Provided passage >>
*****

# raccoon creek



## klondike_mike (Jul 12, 2007)

i live 1.5 to 2 miles up raccoon creek from the ohio river in a place called blue lake. the fishing is a little slow right now but this weekend is suppose to be good. we catch walleye,sauger,saugeye,large and smallmouth bass,striper,white bass,chanel,flathead,shovelhead,bluecat,carp,bluegill. i fish about every day im home. my father has caught muskie out of here before he passed away in 94,but i cant seem to get one.


----------



## H2O Mellon (Apr 5, 2004)

I think Racoon Creek flows through/near a town called Londondarry. I used to think it was Salt Creek, but someone then told me it was actually Racoon Creek. Year ago, we waded it and that some of the best small creek fishing I had ever done. It was truely some beautifull water.


----------



## WhiteNitro (May 2, 2006)

Hi Mike. We are practically neighbors. I live downstream from you and on the other side. I can see Blue Lake from my house in the fall. I have heard of Musky being caught but not many. I have not fished the creek much lately but the minnow and shad pods are definitely in there right now. Let me know how you do this weekend


----------



## bronzebackyac (Apr 19, 2005)

Mellon, 
It is the same creek that flows around Londondery, I was told that it is one of the longest creeks in the country. I don't know if that is true or not, but it is a long and winding creek. It's not very big where I have seen it, but I'm sure it gets bigger toward the ohio. I rode and Enduro in Welson a few weeks ago called the Little Racoon Classic.


----------



## HRCats (Oct 3, 2005)

You can get a map from ODNR that shows you all the rivers and streams in Ohio. Little Raccoon flows through and out of Lake Rupert, past Lake Alma and close to Wellston. Raccoon Creek starts in Hocking County and winds around, goes past Zaleski and Lake Hope, through Moonville then heads south. It crosses Rte 50 on the EASTERN side of Vinton County heading towards Wilkesville. The creek out by Londonderry is Salt Creek.


----------



## WhiteNitro (May 2, 2006)

Behind my house, it is 22 feet to close to 30 feet. I am about 2 miles from the mouth. It starts getting deep consistently from 218 bridge in Gallia County on.


----------



## klondike_mike (Jul 12, 2007)

where do you live?im 2 houses up from the point. i have a 17ft glastron boat with a 110 evenrude. my brother inlaw has been catching big snapping turtles in the swamp out back. maybe we can get together and fish sometime? this saturday is suppose to be a good fishing day. im buying this place off of j.d.taylor. i hunt a lot also and am always looking for new spots to bird and preadator hunt


----------



## Deadwood (Mar 22, 2005)

*****

Information supplied >>

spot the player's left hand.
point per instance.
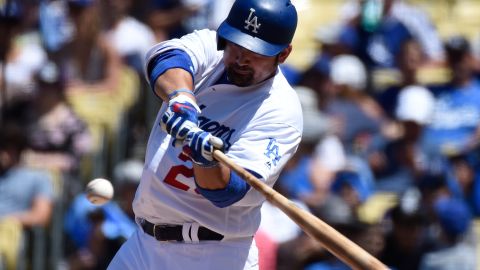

*****

Problem set >>
- A) Do these statements agree with the Raccoon Creek thread? (i) klondike_mike's father caught muskie out of the creek. (ii) HRCats says the creek near Londonderry is Raccoon Creek. (iii) WhiteNitro gives the depth behind the house as 22 to close to 30 feet. Answer yes or no for each, quoting the deciding words.
- B) Can you turn the paragraph in the Raccoon Creek thread that begins "You can get a map from ODNR" into a short list that keeps its main facts?
- C) Could you extend the Raccoon Creek thread from its final line?
The material above comes from a separate source and has nothing to do with the Raccoon Creek thread.

Results for each task >>
- A)
(i) Yes: "my father has caught muskie out of here before he passed away in 94"
(ii) No: "The creek out by Londonderry is Salt Creek."
(iii) Yes: "Behind my house, it is 22 feet to close to 30 feet."

- B)
- ODNR has a map showing all of Ohio's rivers and streams.
- Little Raccoon flows through and out of Lake Rupert, past Lake Alma, and close to Wellston.
- Raccoon Creek starts in Hocking County, winds past Zaleski and Lake Hope, goes through Moonville, then heads south.
- It crosses Rte 50 on the eastern side of Vinton County, heading toward Wilkesville.
- The creek near Londonderry is Salt Creek.

- C)
I have fished for cats at the mouth of Raccoon. It has always gave up a few good shovlehead late in the evening. Got 3 there one evening over 20lb. last summer. Got caught in a thunderstorm (more like a Gully Washer) and got under the Rt. 7 bridge one evening and got several good size channel cats. Have also hooked into a few Stripers there also. Haven't tried it this year.


----------



## klondike_mike (Jul 12, 2007)

we have been fishing for 3 days here on raccoon with no luck. but i hope that changes soon, i have to go back to work on monday. today and tommorrow is suppose to be good, my wife is out catching me some gills now for bait.


----------



## klondike_mike (Jul 12, 2007)

does anyone ever get on the chat room?


----------



## Docjr (Dec 7, 2006)

K-M, WhiteNitro, hear of anyone having any luck up toward OO McIntyre/Cora Mill/Bob Evans? Grew up in Rio Grande, but we never fished the creek much - seems like there was a problem with mine runoff around then and nothing ever really panned out. Probably in town to see the family over the next few weeks, might just try that area for a change of pace.


----------



## klondike_mike (Jul 12, 2007)

yes, ive caught some nice smallies just south of cora mill bridge


----------



## Deadwood (Mar 22, 2005)

Kmike, a friend and I will probably be on the river later this evening after cats. We will be the 2 old geezers in white Stratos, if you are on the river and see us stop and say hello.


----------



## klondike_mike (Jul 12, 2007)

deadwood, ill be on the dock about 1.5 miles up raccoon creek after cats, i havent got a sticker for my boat yet till the guy i got it from finds the alabama registration. so till then im land bound.


----------



## klondike_mike (Jul 12, 2007)

deadwood did you come up the creek in a blue and white stratos? if so that was me and a freind sitting on the dock on the point. dont catch all the fish, save some for me.lol


----------



## klondike_mike (Jul 12, 2007)

caught 1 nice 4# channel about 12:30 am last night on the point at blue lake using night crawlers. i hope they start biting soon.


----------



## WhiteNitro (May 2, 2006)

I live on the opposte bank in the house where the slip is. I have not been fishing much lately. I have a White Nitro. I am seeing a lot of fry in the creek right now. Watched a Kingfisher having a blast with em last night.


----------



## klondike_mike (Jul 12, 2007)

WhiteNitro said:


> I live on the opposte bank in the house where the slip is. I have not been fishing much lately. I have a White Nitro. I am seeing a lot of fry in the creek right now. Watched a Kingfisher having a blast with em last night.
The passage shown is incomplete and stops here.